**Document**:
◆ ◆ ◆
I want to overlay or map multidimensional arrays on one-dimensional memory inside my CUDA kernels. Yesterday I was surprised to find out that in C it can be made using a typedef operator
typedef int row_t[N];
Then, after defining matrix as
row_t *matrix = (row_t *)arr1;
I can access a 1D array arr1 as 3D
matrix[i][j][k]
Please, see the post “Casting between 1D and 2D arrays” at
http://bytes.com/topic/c/answers/845647-casting-between-1d-2d-arrays
I also found the description of the typedef standard in “The C Book” at
http://publications.gbdirect.co.uk/c_book/chapter8/typedef.html
I pass Numpy arrays to GPU from Python. They are multidimensional, and the dimensions may vary dependent on the number of threads and blocks involved. This ensures the scaling flexibility without the CUDA code recompiling. The CUDA code below is absolutely meaningless, but it shows the principle: the float aa array is treated as 3D array float matr[L][M][N].
◆ ◆ ◆
**Provided material**:
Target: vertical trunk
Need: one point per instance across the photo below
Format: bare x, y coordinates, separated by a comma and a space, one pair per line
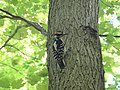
83, 68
◆ ◆ ◆
**Stated task 1**:
According to the post about mapping arrays in CUDA, what does letting the dimensions vary with the number of threads and blocks make possible?
**Stated task 2**:
Carry on the post about mapping arrays in CUDA from the point where it stops.
The data is separate material and is not part of the post about mapping arrays in CUDA.

**Written response 1**:
It gives scaling flexibility without recompiling the CUDA code.

**Written response 2**:
__global__ void work_on_array(float *arr1) {
#define L threadIdx.x
#define M threadIdx.y
#define N blockIdx.x
typedef float mat_t[M][N];
int i, j, k;
/* Make arrays arr1[] and matr[L][M][N] overlay */
mat_t *matr = (mat_t *) arr1;
for (i=0; i < L; ++i)
for (j=0; j < M; ++j)
for (k=0; k < N; ++k)
matr[i][j][k] = i*j*k;
}
However, the nvcc compiler does not let it. The error message referring to the typedef operator is
“error: this operator is not allowed in an integral constant expression”
If I try to use just variable dimensions, like “int L=5, M=7, N=4”, then the message is
“error: expression must have a constant value”
By the way, my gcc 4.4.3 allows expressions like “typedef float mat_t[M][N];”, where M and N are variables. This is EXTREMELY convenient and useful in some cases. The code below compiles and works in Linux (you are encouraged to try):
#include <assert.h>
#include <stdio.h>
void compare(int *array, int N, int M)
{
typedef int mat_t[N][M];
int i, j, k;
mat_t *matrix = (mat_t *)array; /* 3D array [any][N][M] */
for (i=0; i < N; ++i)
for (j=0; j < N; ++j)
for (k=0; k < M; ++k)
{
assert( &matrix[i][j][k] == &array[(i*N+j)*M+k] );
assert( matrix[i][j][k] == array[(i*N+j)*M+k]);
printf("matrix[%d][%d][%d]=%d\n", i, j, k, matrix[i][j][k]);
}
}
int main(void)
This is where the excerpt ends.